--- BEGIN ---

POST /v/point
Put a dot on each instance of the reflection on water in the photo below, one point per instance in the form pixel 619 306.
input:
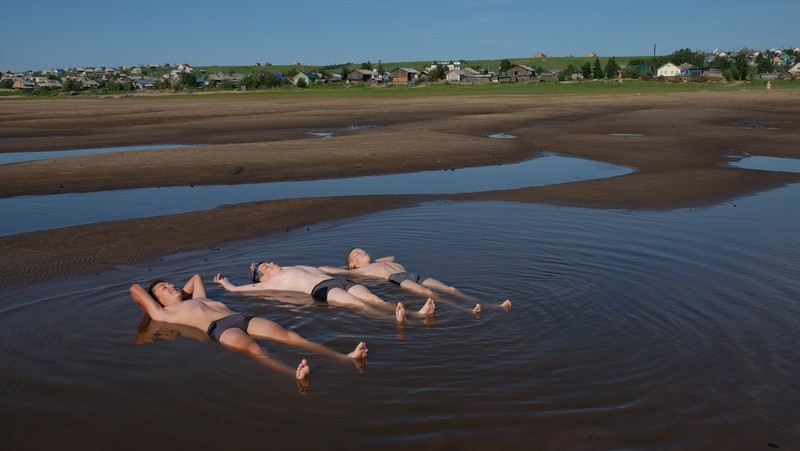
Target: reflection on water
pixel 17 157
pixel 30 213
pixel 769 164
pixel 629 330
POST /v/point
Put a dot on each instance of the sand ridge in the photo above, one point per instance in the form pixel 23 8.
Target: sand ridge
pixel 678 143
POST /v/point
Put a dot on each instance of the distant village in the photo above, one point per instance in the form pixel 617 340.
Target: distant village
pixel 764 65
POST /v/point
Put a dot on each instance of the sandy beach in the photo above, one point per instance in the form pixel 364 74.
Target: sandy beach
pixel 679 144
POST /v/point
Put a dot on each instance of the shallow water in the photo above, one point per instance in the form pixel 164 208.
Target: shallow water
pixel 18 157
pixel 769 164
pixel 629 330
pixel 31 213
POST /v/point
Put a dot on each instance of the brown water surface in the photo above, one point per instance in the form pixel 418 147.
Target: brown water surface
pixel 629 330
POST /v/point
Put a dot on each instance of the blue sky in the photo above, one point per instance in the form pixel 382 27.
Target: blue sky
pixel 55 34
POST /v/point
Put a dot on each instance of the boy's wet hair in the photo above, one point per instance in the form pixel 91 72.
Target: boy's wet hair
pixel 347 259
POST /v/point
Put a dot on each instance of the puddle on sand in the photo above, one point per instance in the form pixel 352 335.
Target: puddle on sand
pixel 768 164
pixel 758 127
pixel 502 136
pixel 19 157
pixel 30 213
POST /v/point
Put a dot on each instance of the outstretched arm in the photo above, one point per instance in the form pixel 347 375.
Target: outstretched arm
pixel 147 303
pixel 226 284
pixel 335 270
pixel 194 288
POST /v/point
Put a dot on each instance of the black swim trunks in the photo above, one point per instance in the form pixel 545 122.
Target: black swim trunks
pixel 216 328
pixel 398 278
pixel 320 291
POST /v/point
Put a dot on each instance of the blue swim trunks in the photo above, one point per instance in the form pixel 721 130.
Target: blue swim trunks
pixel 398 278
pixel 216 328
pixel 320 291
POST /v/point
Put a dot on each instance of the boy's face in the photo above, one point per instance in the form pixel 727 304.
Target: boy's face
pixel 357 258
pixel 167 293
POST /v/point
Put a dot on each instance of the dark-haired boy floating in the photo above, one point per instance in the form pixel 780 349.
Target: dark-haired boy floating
pixel 190 307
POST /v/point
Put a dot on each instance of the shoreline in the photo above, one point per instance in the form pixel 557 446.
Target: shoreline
pixel 680 156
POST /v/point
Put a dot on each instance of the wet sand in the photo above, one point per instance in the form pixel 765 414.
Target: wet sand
pixel 680 158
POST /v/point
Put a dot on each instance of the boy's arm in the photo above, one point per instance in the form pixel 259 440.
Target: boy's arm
pixel 334 270
pixel 226 284
pixel 147 303
pixel 194 288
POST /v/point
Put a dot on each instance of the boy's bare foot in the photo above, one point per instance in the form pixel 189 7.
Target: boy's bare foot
pixel 429 308
pixel 400 313
pixel 303 370
pixel 302 377
pixel 359 356
pixel 360 352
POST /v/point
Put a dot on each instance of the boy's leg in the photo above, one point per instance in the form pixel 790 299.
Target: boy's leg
pixel 270 330
pixel 237 340
pixel 361 292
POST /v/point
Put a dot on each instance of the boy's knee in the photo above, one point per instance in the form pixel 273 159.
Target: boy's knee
pixel 255 349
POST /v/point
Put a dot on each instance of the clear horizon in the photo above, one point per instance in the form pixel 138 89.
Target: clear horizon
pixel 246 32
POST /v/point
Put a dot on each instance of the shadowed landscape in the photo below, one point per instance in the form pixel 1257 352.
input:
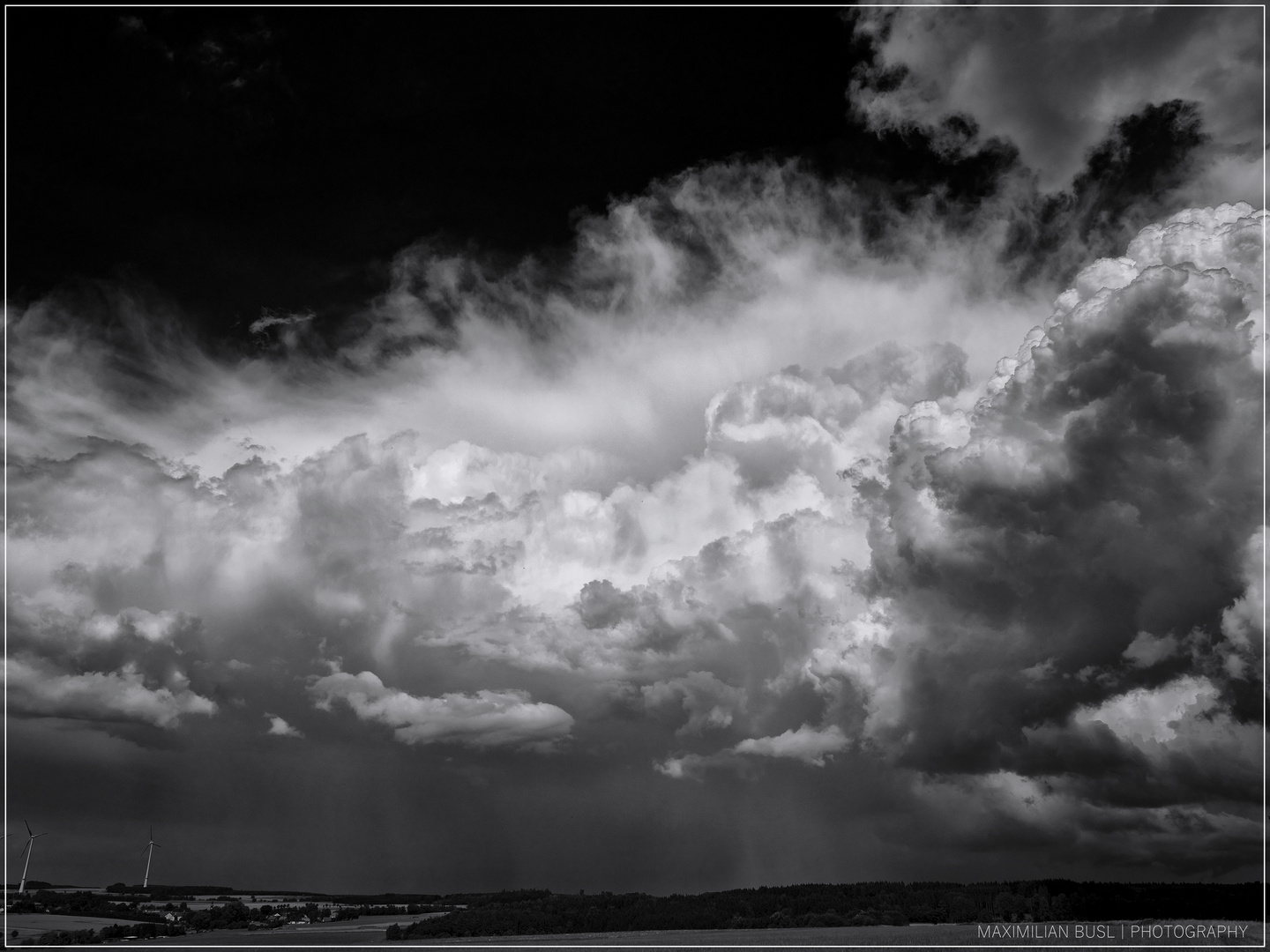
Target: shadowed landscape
pixel 877 913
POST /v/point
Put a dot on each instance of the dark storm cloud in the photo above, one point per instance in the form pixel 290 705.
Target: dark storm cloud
pixel 1053 574
pixel 1052 81
pixel 714 545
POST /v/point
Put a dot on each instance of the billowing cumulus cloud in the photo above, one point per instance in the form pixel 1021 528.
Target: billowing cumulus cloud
pixel 279 727
pixel 34 688
pixel 736 498
pixel 482 720
pixel 1059 584
pixel 1053 81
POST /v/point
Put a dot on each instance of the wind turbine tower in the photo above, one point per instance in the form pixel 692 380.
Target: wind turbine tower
pixel 150 850
pixel 28 850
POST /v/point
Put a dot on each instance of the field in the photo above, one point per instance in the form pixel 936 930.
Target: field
pixel 32 925
pixel 370 929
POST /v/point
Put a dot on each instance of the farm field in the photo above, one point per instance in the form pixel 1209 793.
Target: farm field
pixel 355 932
pixel 918 936
pixel 370 931
pixel 32 925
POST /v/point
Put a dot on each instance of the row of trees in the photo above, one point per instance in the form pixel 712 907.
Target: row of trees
pixel 539 911
pixel 107 933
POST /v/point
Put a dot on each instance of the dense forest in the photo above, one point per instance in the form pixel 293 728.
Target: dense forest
pixel 542 913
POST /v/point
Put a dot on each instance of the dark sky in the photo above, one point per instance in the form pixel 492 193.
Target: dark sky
pixel 243 160
pixel 634 450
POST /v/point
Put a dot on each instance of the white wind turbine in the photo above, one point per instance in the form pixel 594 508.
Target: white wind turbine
pixel 28 850
pixel 150 850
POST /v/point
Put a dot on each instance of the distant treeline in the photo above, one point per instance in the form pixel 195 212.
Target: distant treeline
pixel 542 913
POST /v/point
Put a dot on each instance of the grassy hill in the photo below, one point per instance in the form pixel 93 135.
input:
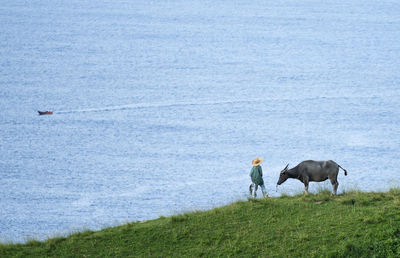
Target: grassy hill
pixel 354 224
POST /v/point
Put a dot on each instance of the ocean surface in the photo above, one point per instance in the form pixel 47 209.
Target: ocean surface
pixel 160 106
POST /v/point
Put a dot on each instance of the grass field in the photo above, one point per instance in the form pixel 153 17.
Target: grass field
pixel 354 224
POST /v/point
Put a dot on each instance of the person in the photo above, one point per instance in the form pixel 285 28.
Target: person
pixel 256 178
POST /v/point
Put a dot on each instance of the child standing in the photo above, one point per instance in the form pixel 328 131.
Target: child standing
pixel 256 178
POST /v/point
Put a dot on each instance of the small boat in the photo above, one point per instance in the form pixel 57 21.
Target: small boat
pixel 45 112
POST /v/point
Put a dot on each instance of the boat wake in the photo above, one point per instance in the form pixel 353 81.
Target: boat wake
pixel 151 105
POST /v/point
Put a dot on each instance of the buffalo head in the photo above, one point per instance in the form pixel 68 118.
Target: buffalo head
pixel 283 176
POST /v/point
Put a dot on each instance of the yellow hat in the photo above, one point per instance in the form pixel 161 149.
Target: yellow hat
pixel 256 161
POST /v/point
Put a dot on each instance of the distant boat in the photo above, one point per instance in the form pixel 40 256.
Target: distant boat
pixel 45 112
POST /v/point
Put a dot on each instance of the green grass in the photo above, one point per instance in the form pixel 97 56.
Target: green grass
pixel 354 224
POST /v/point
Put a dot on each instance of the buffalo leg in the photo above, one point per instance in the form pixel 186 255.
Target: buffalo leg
pixel 335 185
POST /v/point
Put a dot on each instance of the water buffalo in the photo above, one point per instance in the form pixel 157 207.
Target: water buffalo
pixel 310 170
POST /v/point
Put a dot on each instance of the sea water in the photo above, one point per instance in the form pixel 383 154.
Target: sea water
pixel 160 106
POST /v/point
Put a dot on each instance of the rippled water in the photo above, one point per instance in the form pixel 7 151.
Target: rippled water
pixel 160 106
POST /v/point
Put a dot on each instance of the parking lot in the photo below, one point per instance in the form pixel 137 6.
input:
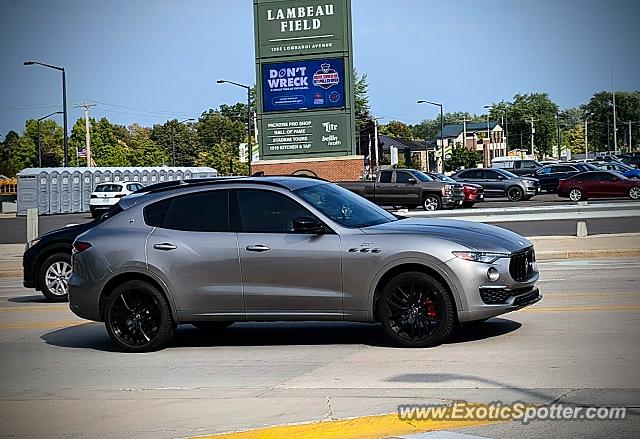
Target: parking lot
pixel 578 345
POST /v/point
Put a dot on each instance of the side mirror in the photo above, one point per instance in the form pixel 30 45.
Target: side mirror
pixel 308 225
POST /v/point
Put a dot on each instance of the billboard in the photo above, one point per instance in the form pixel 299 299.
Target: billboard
pixel 303 85
pixel 301 27
pixel 308 133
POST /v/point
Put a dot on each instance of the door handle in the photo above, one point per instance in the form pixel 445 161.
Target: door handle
pixel 257 248
pixel 164 246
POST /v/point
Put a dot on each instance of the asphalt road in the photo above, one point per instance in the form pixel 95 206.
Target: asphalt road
pixel 579 345
pixel 13 229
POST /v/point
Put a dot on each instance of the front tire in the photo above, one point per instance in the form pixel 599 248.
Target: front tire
pixel 138 317
pixel 576 194
pixel 514 193
pixel 54 276
pixel 416 310
pixel 431 202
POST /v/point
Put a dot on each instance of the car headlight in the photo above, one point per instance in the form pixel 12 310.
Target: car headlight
pixel 484 257
pixel 32 243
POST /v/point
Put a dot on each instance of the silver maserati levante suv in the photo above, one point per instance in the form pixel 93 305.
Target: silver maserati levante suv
pixel 290 248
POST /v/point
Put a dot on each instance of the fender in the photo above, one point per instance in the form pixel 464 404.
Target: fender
pixel 429 262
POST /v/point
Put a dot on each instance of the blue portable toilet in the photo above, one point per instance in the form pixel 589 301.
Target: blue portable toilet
pixel 55 197
pixel 43 192
pixel 76 190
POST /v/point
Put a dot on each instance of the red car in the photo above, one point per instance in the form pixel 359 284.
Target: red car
pixel 594 184
pixel 472 192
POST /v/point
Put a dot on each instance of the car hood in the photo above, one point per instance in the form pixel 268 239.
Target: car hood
pixel 475 236
pixel 68 230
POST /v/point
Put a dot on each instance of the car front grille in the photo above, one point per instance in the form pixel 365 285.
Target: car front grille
pixel 521 265
pixel 500 296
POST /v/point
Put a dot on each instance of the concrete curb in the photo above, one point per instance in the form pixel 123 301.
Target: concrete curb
pixel 587 254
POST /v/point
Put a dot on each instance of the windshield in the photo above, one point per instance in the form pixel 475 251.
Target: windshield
pixel 619 175
pixel 421 176
pixel 343 207
pixel 507 173
pixel 444 178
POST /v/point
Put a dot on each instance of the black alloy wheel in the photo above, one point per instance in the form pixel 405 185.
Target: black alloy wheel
pixel 138 317
pixel 416 310
pixel 514 193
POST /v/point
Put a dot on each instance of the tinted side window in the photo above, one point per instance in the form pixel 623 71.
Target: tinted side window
pixel 476 173
pixel 589 177
pixel 385 177
pixel 268 212
pixel 403 177
pixel 198 212
pixel 491 175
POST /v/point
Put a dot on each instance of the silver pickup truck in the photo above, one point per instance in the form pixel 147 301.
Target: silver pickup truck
pixel 408 188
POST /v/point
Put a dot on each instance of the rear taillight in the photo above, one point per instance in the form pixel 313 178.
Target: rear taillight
pixel 80 246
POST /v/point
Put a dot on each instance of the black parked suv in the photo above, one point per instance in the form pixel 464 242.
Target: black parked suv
pixel 550 175
pixel 500 183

--- END ---

Given exercise
How many lines in the records above contain the string "cumulus"? Reply with the number alone.

Exercise result
2